CVS (Concurrent Versioning System) is the standard source code control system used in unix and other OS's. This is a quick primer about what source code control is and how CVS works. It's recommended to anyone doing any sort of group project, or even a large individual project.
Have you ever done a programming or writing assignment in a group? Was it really annoying to keep track of who was doing what? I thought so. :-)
Typically, when you try to do a project in a group, you manage your code the ad-hoc way, either by making all the files shared and trying not to edit over each other, or making a lot of copies of the files and then pulling your hair out over who edited what file when. Either way, it's really annoying. There must be a better solution...
That's what source code and revision control is for. The idea is to make it as painless as possible for many people to work on a set of documents (specifically, code) at once, without getting in each others' way, and to keep a record of all the changes that were made so you can easily keep up to date on the code, and revert any bad changes back to the way they were.
What does CVS allow you to do? Well, you set up a shared repository of the source code, which holds your files and every change that was ever made to them. Each person can then edit the files simultaneously, without having to worry about overwriting someone else's precious changes. Merging code from different people is a breeze. Logging changes is automatic. It's great!
The main idea of CVS is that your group has a central repository of source code. The "official" copy of your project is always stored here. It contains all your source code, as well as any support files etc. Plus, it remembers all the changes that are ever made to the files (even if they're deleted). Basically, this is where your "working copy" lives.

--

# THE PROBLEM:
Can you continue the CVS primer, picking up right after its last sentence? The data that comes next plays no part in this.

# STORED ROWS:
--

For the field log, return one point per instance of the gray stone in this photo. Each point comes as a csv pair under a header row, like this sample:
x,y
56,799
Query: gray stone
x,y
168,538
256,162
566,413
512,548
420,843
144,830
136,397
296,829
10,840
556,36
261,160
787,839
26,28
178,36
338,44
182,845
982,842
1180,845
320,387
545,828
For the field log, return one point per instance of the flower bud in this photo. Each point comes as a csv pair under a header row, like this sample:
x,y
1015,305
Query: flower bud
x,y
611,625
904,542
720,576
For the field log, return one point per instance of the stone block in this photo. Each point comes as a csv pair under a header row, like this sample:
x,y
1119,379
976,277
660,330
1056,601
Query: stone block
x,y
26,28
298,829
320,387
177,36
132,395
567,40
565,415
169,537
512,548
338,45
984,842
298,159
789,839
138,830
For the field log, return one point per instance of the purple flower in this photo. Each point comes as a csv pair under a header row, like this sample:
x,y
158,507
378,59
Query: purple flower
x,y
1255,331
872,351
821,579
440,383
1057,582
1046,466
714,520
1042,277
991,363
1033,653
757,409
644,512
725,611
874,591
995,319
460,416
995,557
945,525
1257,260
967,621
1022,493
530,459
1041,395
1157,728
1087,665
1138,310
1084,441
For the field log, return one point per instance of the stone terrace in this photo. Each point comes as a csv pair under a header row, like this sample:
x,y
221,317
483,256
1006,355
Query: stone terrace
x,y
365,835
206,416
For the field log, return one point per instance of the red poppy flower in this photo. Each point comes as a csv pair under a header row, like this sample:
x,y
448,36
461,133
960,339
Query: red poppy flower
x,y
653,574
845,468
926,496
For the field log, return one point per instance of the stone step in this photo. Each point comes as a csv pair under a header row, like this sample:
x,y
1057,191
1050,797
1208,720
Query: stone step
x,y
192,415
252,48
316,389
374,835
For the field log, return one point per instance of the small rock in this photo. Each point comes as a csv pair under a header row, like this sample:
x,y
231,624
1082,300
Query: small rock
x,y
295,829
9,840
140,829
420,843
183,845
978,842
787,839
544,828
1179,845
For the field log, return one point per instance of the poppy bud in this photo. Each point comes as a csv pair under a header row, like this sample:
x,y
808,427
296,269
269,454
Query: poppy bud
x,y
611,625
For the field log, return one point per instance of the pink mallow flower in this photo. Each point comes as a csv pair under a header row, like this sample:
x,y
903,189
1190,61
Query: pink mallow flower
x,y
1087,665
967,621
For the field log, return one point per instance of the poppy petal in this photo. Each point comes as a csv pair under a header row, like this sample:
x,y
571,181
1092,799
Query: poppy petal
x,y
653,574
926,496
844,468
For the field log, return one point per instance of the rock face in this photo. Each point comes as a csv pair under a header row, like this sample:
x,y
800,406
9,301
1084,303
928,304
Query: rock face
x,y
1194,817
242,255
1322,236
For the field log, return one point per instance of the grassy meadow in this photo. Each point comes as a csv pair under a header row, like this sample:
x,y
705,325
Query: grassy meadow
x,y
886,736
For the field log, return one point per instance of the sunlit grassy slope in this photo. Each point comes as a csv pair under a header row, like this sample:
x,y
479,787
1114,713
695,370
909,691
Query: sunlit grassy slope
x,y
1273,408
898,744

--

# SOLVED PROBLEM:
But everyone can't edit the repository, right? Someone would quickly delete all the files in it or do some other careless thing. You know how groups are. The solution: Nobody actually works in the repository. Each person checks out a local copy of the source code for their own use. This is basically a scratch copy - it belongs to you, not to your team-mates. You can delete files in it, write really terrible code, anything you want. It's not the "official" version, just a working copy. It's here that you make all your changes, build the code, etc.
So, you're editing your code in the working copy. What do you do when you have some code that you think looks marginally presentable (meaning, it compiles, or possibly even works!)? Well, you want to commit that code back into the repository. When you commit your code, all the changes you made to it from the "official" version are merged back into the repository's version, and stored. These are the changes that get remembered. All that really terrible code you wrote back when you were trying to get everything to compile was just some scratch junk of your own. CVS isn't evil. It doesn't record every single bug you create. Just the ones you let other people see. It does nice things for you too. For instance, it slaps a new version number on the file for you, and can even update a change log, modification dates, all sorts of things.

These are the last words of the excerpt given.